◆ Exercise instructions ◆
1. Answer these questions from the squat guide:
(a) In the air squat with arms out in front, where should your knees be when you are in the squatted position?
(b) In the air squat with arms crossed, where does each hand rest?
(c) At which clinic do the physical therapists mentioned in the guide work?
2. Write the next part of the squat guide, starting after its last sentence.

◆ Passage to read ◆
How To Squat
By Michael Hauber
At Elite Sports Medicine & Physical Therapy us Physical Therapists often get a lot of clients that ask about when they're training at the gym what they should start with in the first place. They know that squatting is important but are not sure how to start squatting. So today we're going to talk about a quick self-assessment that you can do to figure out what would be the best version of a squat exercise for you to start with.
Please refer to the video above for a demo of the following exercises.
Squat #1: Air Squat With Arms Out in Front
With an air squat, your arms are going to be straight out in front of you. You go down as far as you are comfortable. Then you come back up. Be sure that when you are in the squatted position you keep your knees over your toes. If you feel pain at any point, stop just before you feel pain or discomfort. If an air squat is pretty darn easy, you're going to move onto the next squat...
Squat #2: Air Squat With Arms Crossed
Simply cross your arms across your chest, resting each hand on the opposite shoulder. Then, same thing as Squat #1 -- go down as far as you are comfortable, and then stand back up. Still no problem? Move onto the next option...

◆ Entries supplied ◆

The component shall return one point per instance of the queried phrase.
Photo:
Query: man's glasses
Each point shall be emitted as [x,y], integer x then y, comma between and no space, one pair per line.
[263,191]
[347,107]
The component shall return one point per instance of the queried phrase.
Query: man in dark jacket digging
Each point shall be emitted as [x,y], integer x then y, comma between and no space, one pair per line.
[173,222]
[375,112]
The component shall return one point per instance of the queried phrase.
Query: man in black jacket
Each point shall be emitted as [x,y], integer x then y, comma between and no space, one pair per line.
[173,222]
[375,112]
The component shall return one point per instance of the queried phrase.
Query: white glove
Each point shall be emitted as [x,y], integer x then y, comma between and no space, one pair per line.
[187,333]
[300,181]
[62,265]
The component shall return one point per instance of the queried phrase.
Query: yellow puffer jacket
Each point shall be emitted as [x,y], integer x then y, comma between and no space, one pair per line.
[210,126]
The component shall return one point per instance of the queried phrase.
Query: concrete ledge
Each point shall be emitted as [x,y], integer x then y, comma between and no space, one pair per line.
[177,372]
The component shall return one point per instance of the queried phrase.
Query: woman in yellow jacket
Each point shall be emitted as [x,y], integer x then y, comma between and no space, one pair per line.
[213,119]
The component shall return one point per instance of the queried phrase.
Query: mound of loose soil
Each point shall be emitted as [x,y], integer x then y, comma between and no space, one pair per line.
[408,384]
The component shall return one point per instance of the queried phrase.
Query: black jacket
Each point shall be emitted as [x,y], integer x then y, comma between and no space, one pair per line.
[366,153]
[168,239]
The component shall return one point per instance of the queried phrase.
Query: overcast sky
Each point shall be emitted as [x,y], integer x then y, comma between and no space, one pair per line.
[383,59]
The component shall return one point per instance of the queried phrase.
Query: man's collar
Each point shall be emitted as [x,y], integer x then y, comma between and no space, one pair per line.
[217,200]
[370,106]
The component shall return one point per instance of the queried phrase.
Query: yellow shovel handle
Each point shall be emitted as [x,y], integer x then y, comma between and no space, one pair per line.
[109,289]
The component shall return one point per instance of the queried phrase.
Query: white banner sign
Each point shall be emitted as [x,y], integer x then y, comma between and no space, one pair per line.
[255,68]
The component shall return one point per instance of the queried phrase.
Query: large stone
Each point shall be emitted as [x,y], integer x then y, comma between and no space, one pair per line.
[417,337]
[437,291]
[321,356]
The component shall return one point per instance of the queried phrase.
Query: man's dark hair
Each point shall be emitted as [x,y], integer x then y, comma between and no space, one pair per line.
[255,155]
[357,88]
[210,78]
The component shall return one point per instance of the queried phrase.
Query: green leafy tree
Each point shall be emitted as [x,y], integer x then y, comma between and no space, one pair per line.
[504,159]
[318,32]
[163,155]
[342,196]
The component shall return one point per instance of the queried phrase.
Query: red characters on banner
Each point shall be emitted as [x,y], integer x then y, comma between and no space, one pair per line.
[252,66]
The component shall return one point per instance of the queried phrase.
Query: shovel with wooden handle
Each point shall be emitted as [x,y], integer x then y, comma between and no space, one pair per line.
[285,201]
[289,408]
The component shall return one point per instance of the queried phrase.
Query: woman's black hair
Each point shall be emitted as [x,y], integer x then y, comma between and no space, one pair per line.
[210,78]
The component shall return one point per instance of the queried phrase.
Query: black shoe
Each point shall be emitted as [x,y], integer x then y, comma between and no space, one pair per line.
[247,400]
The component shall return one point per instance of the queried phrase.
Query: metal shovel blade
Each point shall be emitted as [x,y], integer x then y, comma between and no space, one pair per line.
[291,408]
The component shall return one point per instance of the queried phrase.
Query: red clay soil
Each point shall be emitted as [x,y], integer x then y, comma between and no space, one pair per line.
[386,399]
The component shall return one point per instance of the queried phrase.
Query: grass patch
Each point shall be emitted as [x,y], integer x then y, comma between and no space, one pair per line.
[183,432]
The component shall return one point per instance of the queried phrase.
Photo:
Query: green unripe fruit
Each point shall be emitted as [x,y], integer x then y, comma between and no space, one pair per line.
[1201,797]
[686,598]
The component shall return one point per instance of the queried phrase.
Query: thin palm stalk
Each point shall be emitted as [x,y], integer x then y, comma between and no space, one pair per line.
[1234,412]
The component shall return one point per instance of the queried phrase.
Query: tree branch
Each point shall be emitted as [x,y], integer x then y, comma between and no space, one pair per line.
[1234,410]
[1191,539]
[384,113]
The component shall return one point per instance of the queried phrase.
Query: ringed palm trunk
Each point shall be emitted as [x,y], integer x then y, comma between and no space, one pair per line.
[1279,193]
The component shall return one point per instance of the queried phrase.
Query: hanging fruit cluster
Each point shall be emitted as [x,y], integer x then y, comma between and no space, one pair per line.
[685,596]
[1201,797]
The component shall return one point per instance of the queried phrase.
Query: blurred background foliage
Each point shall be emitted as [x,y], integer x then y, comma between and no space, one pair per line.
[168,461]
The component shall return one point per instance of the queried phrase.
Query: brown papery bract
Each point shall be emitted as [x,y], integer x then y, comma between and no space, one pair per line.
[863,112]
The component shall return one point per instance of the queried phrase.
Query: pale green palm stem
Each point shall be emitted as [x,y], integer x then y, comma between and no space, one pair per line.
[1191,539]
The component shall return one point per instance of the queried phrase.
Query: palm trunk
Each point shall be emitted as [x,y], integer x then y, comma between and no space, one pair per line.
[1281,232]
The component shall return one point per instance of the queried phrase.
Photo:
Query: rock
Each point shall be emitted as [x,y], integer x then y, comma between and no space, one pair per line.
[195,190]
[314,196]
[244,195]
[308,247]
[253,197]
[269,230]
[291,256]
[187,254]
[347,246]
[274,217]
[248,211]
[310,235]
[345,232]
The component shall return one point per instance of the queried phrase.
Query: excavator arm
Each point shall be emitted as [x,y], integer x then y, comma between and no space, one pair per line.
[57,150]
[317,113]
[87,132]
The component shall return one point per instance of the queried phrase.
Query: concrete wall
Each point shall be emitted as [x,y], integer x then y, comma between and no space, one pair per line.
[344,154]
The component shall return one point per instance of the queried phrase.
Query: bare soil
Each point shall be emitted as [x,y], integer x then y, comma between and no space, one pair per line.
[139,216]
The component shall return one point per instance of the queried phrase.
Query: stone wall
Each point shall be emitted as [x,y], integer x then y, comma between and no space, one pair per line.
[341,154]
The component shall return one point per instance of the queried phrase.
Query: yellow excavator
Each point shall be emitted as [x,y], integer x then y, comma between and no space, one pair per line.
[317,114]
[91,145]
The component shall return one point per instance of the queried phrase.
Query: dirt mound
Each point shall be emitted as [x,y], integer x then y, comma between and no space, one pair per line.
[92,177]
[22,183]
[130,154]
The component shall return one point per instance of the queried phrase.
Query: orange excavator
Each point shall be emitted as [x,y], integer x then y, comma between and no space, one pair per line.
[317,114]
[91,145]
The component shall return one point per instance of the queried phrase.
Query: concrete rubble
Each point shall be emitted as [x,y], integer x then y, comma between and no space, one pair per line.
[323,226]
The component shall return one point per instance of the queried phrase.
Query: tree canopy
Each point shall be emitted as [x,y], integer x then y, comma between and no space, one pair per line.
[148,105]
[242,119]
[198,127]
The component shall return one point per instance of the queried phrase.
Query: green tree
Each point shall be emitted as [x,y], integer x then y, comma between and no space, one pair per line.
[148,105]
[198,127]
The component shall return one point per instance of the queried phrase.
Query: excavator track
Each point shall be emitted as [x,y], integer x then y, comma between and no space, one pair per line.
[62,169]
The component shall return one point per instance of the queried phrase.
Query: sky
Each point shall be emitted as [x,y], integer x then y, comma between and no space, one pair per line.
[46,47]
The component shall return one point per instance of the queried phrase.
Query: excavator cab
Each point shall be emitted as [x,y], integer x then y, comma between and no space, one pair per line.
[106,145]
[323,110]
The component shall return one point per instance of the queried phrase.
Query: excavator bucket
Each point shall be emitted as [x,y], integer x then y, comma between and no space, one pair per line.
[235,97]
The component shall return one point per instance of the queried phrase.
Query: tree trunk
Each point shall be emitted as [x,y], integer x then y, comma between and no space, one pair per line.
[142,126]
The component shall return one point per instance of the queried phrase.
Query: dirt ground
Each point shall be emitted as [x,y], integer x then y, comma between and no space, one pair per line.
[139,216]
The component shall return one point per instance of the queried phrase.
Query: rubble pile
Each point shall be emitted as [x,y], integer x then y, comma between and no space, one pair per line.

◆ Numbered answers ◆
1.
(a) Over your toes.
(b) On the opposite shoulder.
(c) Elite Sports Medicine & Physical Therapy.

2.
Squat #3: Air Squat With Hands Behind Your Neck
Place each hand on the back of your neck, go down as far as you are comfortable, and then come back up.
Squat #4: Air Squat With Arms Above Your Head
If you are an over-achiever, you are going to bring your arms straight up next to your ears then squat down as far as you are comfortable, and then come back up.
Be sure to be safe while performing these exercises, whether you are at home or at the gym. None of these squat variations should cause any sort of pain. If they do you should consider checking in with your Physical Therapist to see how you can improve your mobility to decrease pain and chance for injury.